======== Исходный текст
В экране, занятом «аниме» (и так будет весь спектакль), словно прорезается окошко, чьи размеры будут всегда меняться: в нём мы видим живых персонажей (сценография режиссёра, костюмы Елены Зайцевой, свет Глеба Фильштинского). Девушки в одинаковых купальных костюмах, с безупречной осанкой, выполняют упражнения, из тел то складываются, то распадаются причудливые «пирамидки». Маршируя, они подшучивают над желанием Водяного жениться, выбрав одну из них, но нам уже не так смешно; мы уже знаем, что, может, действительно, чуть ли не за каждой может стоять такой же сексуальный опыт, каким обладает Русалка. Та снисходительность, с которой относятся к подобной теме в этом кругу, делая её предметом шуток, – довольно жуткая.
Трудно понять, отдавали ли себе отчет либреттист Квапил и композитор Дворжак в двусмысленности того персонажа, который они создали: Водяной вроде бы все время опекает Русалку, но это как посмотреть… Ведь те провозвестия беды, с которыми он появляется в критические моменты, можно легко принять и за угрозы. Не они ли лишают Русалку решимости и веры в себя, не они ли в конце концов делают из неё безнадежную жертву? Не стоит ли за ними – просто-напросто ревность? Черняков решительно отвечает, что да, стоит, хотя этот тренер, вероятно, вполне чистосердечно пытается преодолеть свой эгоизм и «пристроить» непутевую девочку.
================
======== Извлечённый материал
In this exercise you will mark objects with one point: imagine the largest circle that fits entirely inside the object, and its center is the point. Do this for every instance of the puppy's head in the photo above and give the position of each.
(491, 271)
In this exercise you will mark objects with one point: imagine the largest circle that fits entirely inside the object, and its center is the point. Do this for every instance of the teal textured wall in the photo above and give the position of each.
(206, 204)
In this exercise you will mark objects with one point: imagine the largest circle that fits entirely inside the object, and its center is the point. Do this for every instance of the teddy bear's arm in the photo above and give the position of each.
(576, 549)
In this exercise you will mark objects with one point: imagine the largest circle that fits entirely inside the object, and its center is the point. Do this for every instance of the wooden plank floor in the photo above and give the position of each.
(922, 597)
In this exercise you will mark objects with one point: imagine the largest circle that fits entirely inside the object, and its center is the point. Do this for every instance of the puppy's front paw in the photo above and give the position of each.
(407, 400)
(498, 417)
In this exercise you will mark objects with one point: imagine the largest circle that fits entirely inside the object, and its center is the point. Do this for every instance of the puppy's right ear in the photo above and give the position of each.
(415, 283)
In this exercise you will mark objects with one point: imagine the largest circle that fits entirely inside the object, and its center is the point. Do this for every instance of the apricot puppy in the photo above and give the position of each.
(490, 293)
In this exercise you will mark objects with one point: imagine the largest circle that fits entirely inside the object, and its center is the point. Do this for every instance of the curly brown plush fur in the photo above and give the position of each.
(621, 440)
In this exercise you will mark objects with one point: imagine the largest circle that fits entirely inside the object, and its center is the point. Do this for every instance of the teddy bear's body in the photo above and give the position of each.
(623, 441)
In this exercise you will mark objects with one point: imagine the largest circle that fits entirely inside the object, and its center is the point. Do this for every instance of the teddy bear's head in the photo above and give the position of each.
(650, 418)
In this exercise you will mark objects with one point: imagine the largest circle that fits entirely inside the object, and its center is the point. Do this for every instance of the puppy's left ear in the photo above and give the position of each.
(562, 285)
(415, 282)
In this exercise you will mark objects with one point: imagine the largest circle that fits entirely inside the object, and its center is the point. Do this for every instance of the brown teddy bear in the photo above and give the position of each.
================
(Набор заданий)
1. Выпишите из записей все строки, где встречается слово «head», с учётом регистра букв.
2. Продолжите текст о постановке «Русалки» Чернякова, начиная сразу после его последнего предложения.

(Результаты упражнения)
1.
In this exercise you will mark objects with one point: imagine the largest circle that fits entirely inside the object, and its center is the point. Do this for every instance of the puppy's head in the photo above and give the position of each.
In this exercise you will mark objects with one point: imagine the largest circle that fits entirely inside the object, and its center is the point. Do this for every instance of the teddy bear's head in the photo above and give the position of each.

2.
Уже следующая сцена, однако, обнажает все проблемы, с которыми та столкнется. Ворожея, к которой Русалка пришла (Баба Яга – Анита Рачвелишвили) видит перед собой девушку, покалеченную жизнью в изоляции, нуждающуюся, по сути, в сеансе психотерапии. Русалка Асмик Григорян – одинокое существо, обладающее глубокой силой тоски, но вряд ли способное на здоровые человеческие контакты, скорее уходящее в себя, в самодеструкцию. И поэтому совсем не случайность, не дань сюжету, заимствованному у Андерсена, тот факт, что все, что мы узнаем о Русалке, мы узнаем не из её общения с человеком, которого она любит, а по-другому: то из её одиноких монологов, то из признаний, сделанных второстепенным персонажам – Водяному или Бабе Яге. Деромантизирует Черняков и сцену встречи Русалки с Принцем: это инсценировка, придуманная ворожеей; мы сначала видим на экране двух хипстеров, несущихся на машине, и девушку, попадающую им прямо на лобовое стекло; затем, в окошке в «реальную жизнь» мы видим, как два друга (Принц – Адам Смит и Охотник – Андрей Жилиховский) размышляют, что делать с жертвой ДТП. Когда та немного очухается, ей дают выпить виски из бутылки; много в её поведении затем можно списать именно на это, но то, что она «вешается» в таком виде на шею, неожиданно становится как раз толчком к тому очарованию, которому Принц – ещё недавно озабоченный лишь тем, как не попасть из-за ДТП за решетку – на какое-то время поддается.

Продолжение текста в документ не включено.